### [What to produce]
Update the records below by replacing every "integer pixel coordinates" with "whole-number pixel coordinates", leaving all other text unchanged.
━━━━━━━━━━━━━━━━
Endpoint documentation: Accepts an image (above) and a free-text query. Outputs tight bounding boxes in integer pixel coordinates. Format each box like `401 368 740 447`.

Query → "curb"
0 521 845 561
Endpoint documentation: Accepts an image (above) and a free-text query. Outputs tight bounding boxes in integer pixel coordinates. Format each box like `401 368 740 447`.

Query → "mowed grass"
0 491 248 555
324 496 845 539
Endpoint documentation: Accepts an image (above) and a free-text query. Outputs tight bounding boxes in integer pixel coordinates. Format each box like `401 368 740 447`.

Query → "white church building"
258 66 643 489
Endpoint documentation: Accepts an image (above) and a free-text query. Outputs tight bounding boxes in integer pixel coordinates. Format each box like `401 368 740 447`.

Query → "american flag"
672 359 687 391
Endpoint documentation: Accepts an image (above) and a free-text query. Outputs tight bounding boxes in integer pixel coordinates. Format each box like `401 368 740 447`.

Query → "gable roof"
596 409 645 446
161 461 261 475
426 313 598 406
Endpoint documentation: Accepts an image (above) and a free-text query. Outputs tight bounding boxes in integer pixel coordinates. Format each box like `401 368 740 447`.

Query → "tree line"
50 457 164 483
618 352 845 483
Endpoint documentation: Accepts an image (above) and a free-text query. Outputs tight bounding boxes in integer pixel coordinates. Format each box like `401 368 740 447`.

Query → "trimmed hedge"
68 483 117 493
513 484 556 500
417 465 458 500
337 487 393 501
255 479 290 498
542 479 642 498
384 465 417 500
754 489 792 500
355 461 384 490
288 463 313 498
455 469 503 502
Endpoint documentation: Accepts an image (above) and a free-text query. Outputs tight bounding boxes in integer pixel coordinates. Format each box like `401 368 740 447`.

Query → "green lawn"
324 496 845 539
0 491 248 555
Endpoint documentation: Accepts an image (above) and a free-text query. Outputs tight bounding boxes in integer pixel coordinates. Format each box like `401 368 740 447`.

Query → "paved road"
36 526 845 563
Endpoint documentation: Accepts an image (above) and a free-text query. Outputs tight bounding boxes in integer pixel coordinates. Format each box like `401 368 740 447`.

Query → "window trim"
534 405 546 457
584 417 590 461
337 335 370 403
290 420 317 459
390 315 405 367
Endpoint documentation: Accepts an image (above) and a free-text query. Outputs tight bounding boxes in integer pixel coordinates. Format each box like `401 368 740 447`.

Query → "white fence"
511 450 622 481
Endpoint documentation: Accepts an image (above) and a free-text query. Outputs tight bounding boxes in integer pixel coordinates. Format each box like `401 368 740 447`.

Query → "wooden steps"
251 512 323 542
━━━━━━━━━━━━━━━━
### [Response for this exercise]
Endpoint documentation: Accepts an image (above) and a free-text query. Outputs tight bounding boxes in whole-number pixel coordinates. Format each box like `401 368 740 447`.

Query → "curb"
0 521 845 561
Endpoint documentation: Accepts an image (above) and a free-text query. Outputs tight bounding boxes in whole-number pixel coordinates. Format each box like `401 368 740 447`.

Query → "mowed grass"
0 491 248 555
324 496 845 539
Endpoint documentation: Accepts an image (above) and a free-text query. Outputs tight bounding boxes in whole-number pixel coordinates. Format each box like `401 368 740 447`.

Query → "white church building"
258 66 643 489
Endpoint documentation: Accepts an image (above) and a free-text query. Outputs tight bounding boxes in whole-number pixel coordinates. Format each box like `401 368 740 447`.

Query → "american flag"
672 359 687 391
Endpoint documentation: Accepts an image (above) and a free-text query. Outputs tight bounding boxes in whole-number pixel coordinates. Format each box like `401 368 740 447`.

Query → "gable roof"
596 409 645 446
161 461 261 475
426 313 598 406
Endpoint documentation: Accepts an image (above) and a free-text query. Outputs tight bounding boxes in whole-number pixel coordinates. Format each box like `401 368 740 447`.

Query → "tree line"
50 457 164 483
618 352 845 483
Endpoint documentation: Accepts an image (above) and a free-text query. Outputs tight bounding boxes in whole-number pixel coordinates. Format each box like `401 368 740 447`.

Query → "trimmed hedge"
68 483 117 493
513 484 556 500
417 465 458 500
337 487 393 501
255 479 290 498
542 479 642 498
384 465 417 500
754 489 792 500
355 461 384 490
288 463 313 498
455 469 503 502
Endpoint documentation: Accepts an image (above) and a free-text query. Outputs tight bounding boxes in whole-number pixel coordinates. Format each box like `401 368 740 447`.

Query → "green lawn"
324 496 845 539
0 491 248 555
Endpoint documentation: Accepts an image (above) and a free-text query. Outputs tight bounding boxes in whole-number pixel coordinates. Format each box like `401 368 740 447`.

Query → "paved road"
36 526 845 563
Endpoint documentation: Accepts an image (above) and a free-text query. Outputs tight bounding boxes in whole-number pixel coordinates. Format each box like `401 368 740 447`.

Query → "window trim"
534 405 546 457
584 417 590 461
337 335 370 403
290 420 317 459
390 315 405 367
Endpoint documentation: Accepts an image (above) and a free-text query. Outputs tight bounding boxes in whole-number pixel coordinates. Format each box like `401 368 740 447`.

Query → "white fence"
511 450 622 481
Endpoint documentation: Accepts an image (above) and a free-text query. Outputs tight bounding boxes in whole-number pixel coordinates. Format each box like `401 368 740 447`.

Query → "wooden steps"
251 512 323 542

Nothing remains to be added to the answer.